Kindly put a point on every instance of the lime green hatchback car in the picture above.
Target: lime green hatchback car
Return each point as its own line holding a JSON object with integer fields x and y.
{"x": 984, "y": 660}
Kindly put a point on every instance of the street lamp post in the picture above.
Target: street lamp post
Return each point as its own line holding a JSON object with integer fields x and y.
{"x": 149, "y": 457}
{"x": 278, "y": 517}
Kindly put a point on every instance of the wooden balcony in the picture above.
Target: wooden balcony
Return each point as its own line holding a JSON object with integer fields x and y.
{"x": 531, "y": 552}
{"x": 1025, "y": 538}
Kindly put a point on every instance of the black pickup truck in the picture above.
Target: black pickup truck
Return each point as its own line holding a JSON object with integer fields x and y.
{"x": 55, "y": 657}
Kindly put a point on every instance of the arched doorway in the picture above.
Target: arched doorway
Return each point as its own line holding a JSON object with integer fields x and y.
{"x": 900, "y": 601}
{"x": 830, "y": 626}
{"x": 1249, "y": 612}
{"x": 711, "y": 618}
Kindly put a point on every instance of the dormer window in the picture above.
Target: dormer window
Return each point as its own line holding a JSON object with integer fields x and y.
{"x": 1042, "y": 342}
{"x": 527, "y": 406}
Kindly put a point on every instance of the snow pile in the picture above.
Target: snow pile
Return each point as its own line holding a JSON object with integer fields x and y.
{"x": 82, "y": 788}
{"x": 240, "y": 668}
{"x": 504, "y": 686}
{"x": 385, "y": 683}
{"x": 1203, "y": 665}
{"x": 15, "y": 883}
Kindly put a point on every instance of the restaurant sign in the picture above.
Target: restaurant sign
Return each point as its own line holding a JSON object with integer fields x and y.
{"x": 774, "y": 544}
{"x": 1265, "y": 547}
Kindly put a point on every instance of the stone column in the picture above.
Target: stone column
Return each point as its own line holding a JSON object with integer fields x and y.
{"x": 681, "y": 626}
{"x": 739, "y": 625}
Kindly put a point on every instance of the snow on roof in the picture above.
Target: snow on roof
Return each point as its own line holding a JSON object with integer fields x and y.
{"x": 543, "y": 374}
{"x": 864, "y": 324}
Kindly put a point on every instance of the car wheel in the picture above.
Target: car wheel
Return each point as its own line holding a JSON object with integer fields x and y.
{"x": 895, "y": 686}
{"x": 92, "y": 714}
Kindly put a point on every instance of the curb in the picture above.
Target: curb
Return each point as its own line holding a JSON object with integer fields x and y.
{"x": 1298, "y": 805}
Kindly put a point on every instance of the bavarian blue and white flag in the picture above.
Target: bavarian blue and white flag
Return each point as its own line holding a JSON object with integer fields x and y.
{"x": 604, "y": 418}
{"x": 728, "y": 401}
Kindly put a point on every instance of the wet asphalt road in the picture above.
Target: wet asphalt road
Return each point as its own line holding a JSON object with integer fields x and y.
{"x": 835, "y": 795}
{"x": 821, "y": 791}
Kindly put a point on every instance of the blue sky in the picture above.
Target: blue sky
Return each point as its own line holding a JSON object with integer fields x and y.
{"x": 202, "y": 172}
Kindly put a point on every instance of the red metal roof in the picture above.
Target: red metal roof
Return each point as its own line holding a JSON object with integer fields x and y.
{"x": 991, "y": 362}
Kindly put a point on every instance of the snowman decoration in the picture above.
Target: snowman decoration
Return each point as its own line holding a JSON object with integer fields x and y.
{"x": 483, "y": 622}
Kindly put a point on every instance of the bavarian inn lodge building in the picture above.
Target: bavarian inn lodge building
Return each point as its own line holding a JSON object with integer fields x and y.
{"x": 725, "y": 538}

==

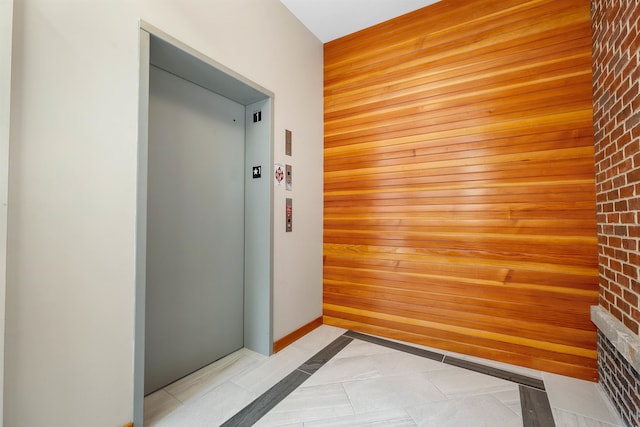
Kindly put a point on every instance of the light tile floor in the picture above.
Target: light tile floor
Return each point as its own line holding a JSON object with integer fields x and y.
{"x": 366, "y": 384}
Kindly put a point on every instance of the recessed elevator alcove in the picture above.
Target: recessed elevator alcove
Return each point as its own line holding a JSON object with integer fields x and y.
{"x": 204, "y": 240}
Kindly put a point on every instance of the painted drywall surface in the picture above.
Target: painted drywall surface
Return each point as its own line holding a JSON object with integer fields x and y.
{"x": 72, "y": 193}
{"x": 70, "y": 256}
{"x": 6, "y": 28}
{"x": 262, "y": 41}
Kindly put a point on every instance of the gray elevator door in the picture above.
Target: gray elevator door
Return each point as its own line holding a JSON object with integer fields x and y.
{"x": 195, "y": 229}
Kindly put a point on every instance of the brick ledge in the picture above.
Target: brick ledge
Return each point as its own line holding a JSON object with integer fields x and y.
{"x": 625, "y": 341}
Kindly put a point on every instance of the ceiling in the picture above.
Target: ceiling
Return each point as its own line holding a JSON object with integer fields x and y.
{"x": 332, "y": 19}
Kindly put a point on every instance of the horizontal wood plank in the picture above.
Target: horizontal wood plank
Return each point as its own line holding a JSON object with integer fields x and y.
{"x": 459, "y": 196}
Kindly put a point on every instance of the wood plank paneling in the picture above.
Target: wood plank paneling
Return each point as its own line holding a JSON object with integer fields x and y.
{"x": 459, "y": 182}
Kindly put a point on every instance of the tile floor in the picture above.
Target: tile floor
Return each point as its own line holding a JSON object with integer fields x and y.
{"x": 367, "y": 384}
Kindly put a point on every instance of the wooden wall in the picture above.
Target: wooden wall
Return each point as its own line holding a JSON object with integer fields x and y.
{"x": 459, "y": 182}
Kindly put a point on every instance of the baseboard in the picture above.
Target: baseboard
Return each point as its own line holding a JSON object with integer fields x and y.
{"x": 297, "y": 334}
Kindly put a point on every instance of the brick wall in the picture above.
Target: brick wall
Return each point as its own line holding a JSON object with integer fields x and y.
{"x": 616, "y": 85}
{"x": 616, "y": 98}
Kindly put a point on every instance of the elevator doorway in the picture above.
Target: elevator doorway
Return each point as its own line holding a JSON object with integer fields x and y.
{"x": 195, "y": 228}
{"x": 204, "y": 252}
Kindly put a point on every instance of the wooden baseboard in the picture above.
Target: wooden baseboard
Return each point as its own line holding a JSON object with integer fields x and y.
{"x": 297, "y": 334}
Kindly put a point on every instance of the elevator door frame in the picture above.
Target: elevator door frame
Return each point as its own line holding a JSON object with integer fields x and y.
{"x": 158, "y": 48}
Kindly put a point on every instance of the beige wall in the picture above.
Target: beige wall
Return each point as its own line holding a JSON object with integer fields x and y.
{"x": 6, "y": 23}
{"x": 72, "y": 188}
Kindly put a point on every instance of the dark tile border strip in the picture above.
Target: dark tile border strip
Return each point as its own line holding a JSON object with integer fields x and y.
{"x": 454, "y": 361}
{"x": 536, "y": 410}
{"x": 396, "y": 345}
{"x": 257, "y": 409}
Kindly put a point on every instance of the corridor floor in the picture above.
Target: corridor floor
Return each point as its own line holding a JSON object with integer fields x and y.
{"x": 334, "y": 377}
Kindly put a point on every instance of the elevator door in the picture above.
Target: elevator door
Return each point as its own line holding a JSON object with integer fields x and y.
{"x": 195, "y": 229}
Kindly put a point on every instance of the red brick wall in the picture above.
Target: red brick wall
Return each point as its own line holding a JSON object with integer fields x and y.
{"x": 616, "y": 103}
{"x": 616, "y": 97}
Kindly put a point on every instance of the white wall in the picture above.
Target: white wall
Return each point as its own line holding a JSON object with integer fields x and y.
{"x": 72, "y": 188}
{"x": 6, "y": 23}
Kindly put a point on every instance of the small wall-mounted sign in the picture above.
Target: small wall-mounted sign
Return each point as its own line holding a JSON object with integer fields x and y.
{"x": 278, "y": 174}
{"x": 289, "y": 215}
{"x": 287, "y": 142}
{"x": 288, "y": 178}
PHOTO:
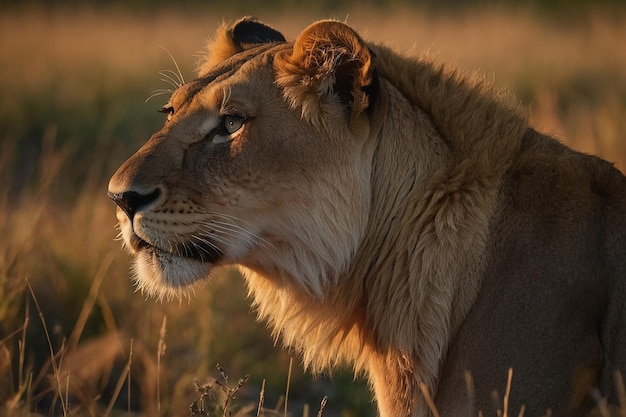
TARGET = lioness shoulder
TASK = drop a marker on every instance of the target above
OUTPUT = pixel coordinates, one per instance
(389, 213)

The request ▸
Return every line of the listing above that contains the string "snowman".

Response ▸
Kindly put a point on every instance of the snowman decoration in the picture above.
Target: snowman decoration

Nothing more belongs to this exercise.